──────── Data records

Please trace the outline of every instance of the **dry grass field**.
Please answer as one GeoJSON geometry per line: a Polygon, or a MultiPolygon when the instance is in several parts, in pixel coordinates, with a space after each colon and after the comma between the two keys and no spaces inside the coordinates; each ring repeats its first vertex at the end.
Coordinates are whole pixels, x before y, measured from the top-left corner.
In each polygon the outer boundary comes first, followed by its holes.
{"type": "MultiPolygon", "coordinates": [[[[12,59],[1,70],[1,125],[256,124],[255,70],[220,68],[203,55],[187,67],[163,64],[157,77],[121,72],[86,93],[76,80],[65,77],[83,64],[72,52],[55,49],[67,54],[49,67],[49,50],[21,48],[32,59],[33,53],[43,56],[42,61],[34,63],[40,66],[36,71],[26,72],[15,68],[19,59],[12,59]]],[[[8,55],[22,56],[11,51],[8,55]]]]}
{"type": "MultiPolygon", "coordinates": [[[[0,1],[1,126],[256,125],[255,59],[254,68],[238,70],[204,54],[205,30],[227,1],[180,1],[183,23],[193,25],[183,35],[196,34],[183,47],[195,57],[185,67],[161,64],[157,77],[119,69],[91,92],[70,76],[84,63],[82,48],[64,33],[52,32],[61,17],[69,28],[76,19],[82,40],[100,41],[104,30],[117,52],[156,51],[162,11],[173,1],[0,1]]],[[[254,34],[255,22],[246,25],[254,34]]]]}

────────────────

Directions = Find every line in the records above that contains the word "instance", matching case exactly, and copy each of those lines.

Correct output =
Please trace the outline of every instance of the **dry grass field**.
Please answer as one GeoJSON geometry per line: a Polygon, or a MultiPolygon when the instance is in several parts, in pixel coordinates, with a space after each colon and after the comma between the two keys and no spaces inside the coordinates; each ring repeats its first vertex at the end.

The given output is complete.